[BEGIN Exercise data]

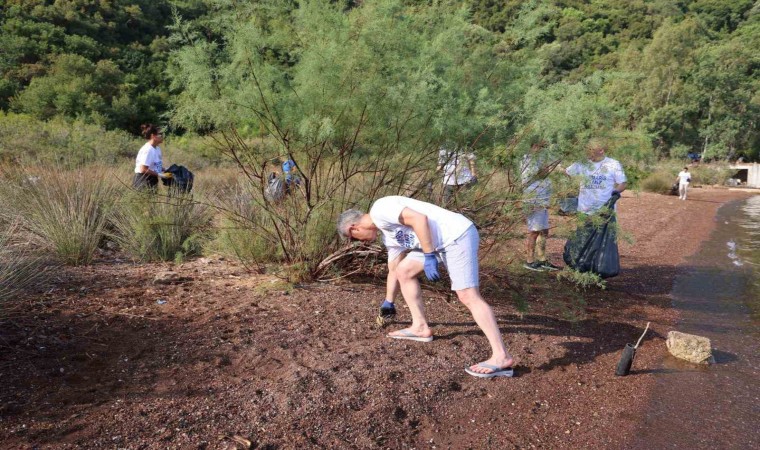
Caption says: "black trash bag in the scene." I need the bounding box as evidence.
[562,194,620,278]
[264,172,285,202]
[161,164,195,193]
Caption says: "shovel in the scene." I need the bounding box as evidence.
[615,322,649,377]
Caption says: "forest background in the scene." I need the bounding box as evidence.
[0,0,760,279]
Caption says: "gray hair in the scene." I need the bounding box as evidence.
[338,209,364,238]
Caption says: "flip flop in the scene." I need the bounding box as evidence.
[388,329,433,342]
[464,362,515,378]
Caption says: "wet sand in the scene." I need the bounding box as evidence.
[632,201,760,449]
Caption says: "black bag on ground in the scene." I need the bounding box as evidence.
[562,195,620,278]
[161,164,195,193]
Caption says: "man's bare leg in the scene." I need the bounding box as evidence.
[456,287,514,373]
[389,258,433,337]
[525,231,541,264]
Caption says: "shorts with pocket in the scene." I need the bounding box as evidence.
[406,225,480,291]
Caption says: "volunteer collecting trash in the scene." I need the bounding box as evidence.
[565,139,628,214]
[520,137,559,272]
[338,196,514,378]
[132,123,171,191]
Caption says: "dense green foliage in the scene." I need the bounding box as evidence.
[0,0,208,132]
[0,0,760,158]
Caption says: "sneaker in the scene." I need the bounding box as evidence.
[538,261,561,270]
[380,303,396,319]
[523,261,546,272]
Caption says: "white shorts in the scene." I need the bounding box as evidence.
[527,208,549,231]
[406,225,480,291]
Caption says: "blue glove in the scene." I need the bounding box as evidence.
[425,252,441,281]
[380,300,396,318]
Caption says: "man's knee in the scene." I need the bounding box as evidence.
[457,287,482,306]
[395,258,422,282]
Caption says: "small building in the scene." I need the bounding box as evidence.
[730,163,760,188]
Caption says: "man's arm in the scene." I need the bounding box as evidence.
[398,208,435,253]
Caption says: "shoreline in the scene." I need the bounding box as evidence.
[0,189,746,449]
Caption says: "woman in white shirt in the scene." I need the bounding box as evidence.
[132,123,166,190]
[677,167,691,200]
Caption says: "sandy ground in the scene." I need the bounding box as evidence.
[0,185,749,449]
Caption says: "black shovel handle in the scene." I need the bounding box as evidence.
[615,344,636,377]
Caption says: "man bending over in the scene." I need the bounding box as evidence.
[338,196,514,378]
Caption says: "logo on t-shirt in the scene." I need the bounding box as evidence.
[583,175,607,189]
[396,229,419,248]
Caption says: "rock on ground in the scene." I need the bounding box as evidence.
[665,331,714,364]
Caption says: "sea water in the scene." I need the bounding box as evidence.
[630,196,760,449]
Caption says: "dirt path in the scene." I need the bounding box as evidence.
[0,189,742,449]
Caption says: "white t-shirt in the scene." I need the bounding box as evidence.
[565,157,627,213]
[438,148,475,186]
[369,195,472,262]
[135,142,164,173]
[520,154,552,207]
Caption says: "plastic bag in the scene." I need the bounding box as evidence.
[562,195,620,278]
[264,173,285,202]
[162,164,195,193]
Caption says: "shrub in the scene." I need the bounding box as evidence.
[209,181,282,272]
[641,171,675,194]
[0,166,116,265]
[111,192,211,261]
[0,224,50,306]
[670,144,692,160]
[689,163,734,185]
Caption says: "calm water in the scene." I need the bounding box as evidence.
[631,196,760,449]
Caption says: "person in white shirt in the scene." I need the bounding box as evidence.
[132,123,169,190]
[676,167,691,200]
[338,196,514,378]
[520,137,559,272]
[565,139,628,214]
[436,144,478,206]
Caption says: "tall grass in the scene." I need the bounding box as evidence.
[111,192,212,261]
[0,223,50,306]
[0,166,117,265]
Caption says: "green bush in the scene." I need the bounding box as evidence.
[209,179,282,272]
[111,192,212,261]
[0,166,116,265]
[640,171,675,194]
[0,224,50,306]
[689,163,734,186]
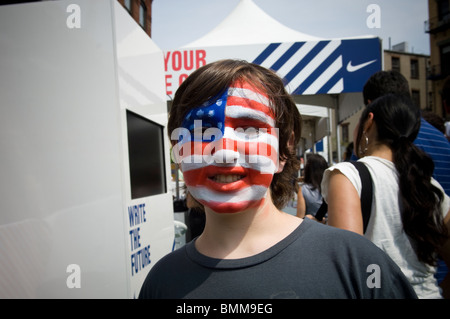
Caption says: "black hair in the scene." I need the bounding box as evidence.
[304,154,328,192]
[355,94,448,265]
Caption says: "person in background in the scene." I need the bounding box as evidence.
[297,154,328,218]
[139,60,416,299]
[342,142,353,162]
[363,70,450,195]
[322,94,450,298]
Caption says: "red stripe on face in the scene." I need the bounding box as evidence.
[183,165,273,192]
[199,198,264,214]
[230,80,268,99]
[227,96,275,119]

[END Exercise data]

Task objective: Please switch every "evidence" in the entries above to "proof" and write the entries out again with nothing else changed, leaving out the pictures.

Reply to the exercise:
Caption says: "black trash bag in the scene." I need the bounding box as proof.
[562,194,620,278]
[264,172,285,202]
[161,164,195,193]
Caption says: "shovel in the scene." I need the bounding box as proof.
[615,322,649,377]
Caption says: "forest background in the scene." I need the bounding box as proof.
[0,0,760,279]
Caption says: "gray hair in the scene." I need the bounding box as proof.
[338,209,364,238]
Caption says: "flip flop in the scene." I need the bounding box as proof.
[388,329,433,342]
[464,362,515,378]
Caption says: "wet sand in the scene." I need the bounding box as proof.
[632,201,760,449]
Caption says: "black bag on ground in the scene." I need the bounding box as proof.
[562,195,620,278]
[161,164,195,193]
Caption says: "man's bare leg in the scene." I need the bounding box as proof.
[456,287,514,373]
[389,258,433,337]
[525,231,541,264]
Caption says: "shorts with pocket in the scene." I need the bounding box as proof.
[406,225,480,291]
Caption says: "volunteer collecting trash in the scene." I need the bounding box as proof.
[565,139,628,214]
[520,137,559,272]
[338,196,514,378]
[132,123,171,191]
Caption says: "dense green foliage in the scene." I need the bounding box as proof.
[0,0,208,132]
[0,0,760,158]
Caption says: "sneaker in the scene." I need the bounding box as proof.
[538,261,561,270]
[380,303,396,319]
[523,261,546,272]
Caption says: "white shorts in the scene." I need the bounding box as proof.
[527,208,549,231]
[406,225,480,291]
Caption says: "blue glove in the scene." I need the bounding box as proof.
[425,252,441,281]
[380,300,396,318]
Caption says: "man's knee in the scene." I need the bounding box as proof.
[457,287,482,306]
[395,258,422,282]
Caption says: "small building in the scene." I need the bounding box as proof.
[730,163,760,188]
Caption says: "man's arm in the scene." I need the bounding box as proof.
[398,208,435,253]
Caption says: "shoreline in the scene." I need the bounding box as proof.
[0,189,746,449]
Caption says: "woman in white shirt in the scene." I need the bounding box as proof.
[132,123,166,190]
[677,167,691,200]
Caption says: "sandy ground in the scene." I need the bounding box as proof.
[0,185,749,449]
Caption says: "black shovel handle in the scene." I need the bounding box as proof.
[615,344,636,377]
Caption says: "man bending over in the scene." I need the bounding box as proof.
[338,196,514,378]
Caption says: "logo on t-shirt in the scene." I need the bounding box as proof.
[583,175,607,189]
[396,229,419,248]
Caption says: "rock on ground in the scene." I need the bounding box as proof.
[665,331,714,364]
Caption says: "sea water in the scene." I need the bounding box as proof.
[630,196,760,449]
Caption says: "dirt path in the scene." I need the bounding box as proof.
[0,189,742,449]
Caption says: "white t-shirt in the scene." I need the bounding box as proof.
[565,157,627,213]
[438,148,475,186]
[369,195,472,262]
[135,142,164,173]
[520,154,552,207]
Caption says: "plastic bag in the scene." I need the bounding box as proof.
[562,195,620,278]
[264,173,285,202]
[162,164,195,193]
Caption says: "shrub in the scene." I need the bounding box as proof.
[209,181,282,272]
[641,171,675,194]
[0,166,116,265]
[111,192,211,261]
[0,224,50,306]
[670,144,692,160]
[689,163,734,185]
Caption says: "calm water in the scene." I need the bounding box as proof.
[631,196,760,449]
Caption says: "person in white shirt in the scene." I need the bounding box as proof.
[132,123,169,190]
[676,167,691,200]
[338,196,514,378]
[520,137,559,272]
[565,139,628,214]
[436,144,478,206]
Caption says: "tall grass in the scene." I need the bounding box as proof.
[111,192,212,261]
[0,223,50,306]
[0,166,117,265]
Caption says: "green bush in the scene." I need the bounding box as proof.
[209,179,282,272]
[111,192,212,261]
[0,166,116,265]
[640,171,675,194]
[0,224,50,306]
[689,163,734,186]
Caption says: "black hair in the scene." I need the bounding box as proof.
[304,154,328,192]
[355,94,448,265]
Caption says: "person in background in the scene." I need the bounding box as proof.
[297,154,328,218]
[139,60,416,299]
[342,142,353,162]
[363,70,450,195]
[322,94,450,298]
Caption says: "red stripe on face in the scene." I need the bounding box as proof.
[183,165,273,192]
[199,198,264,214]
[230,80,268,99]
[227,96,275,119]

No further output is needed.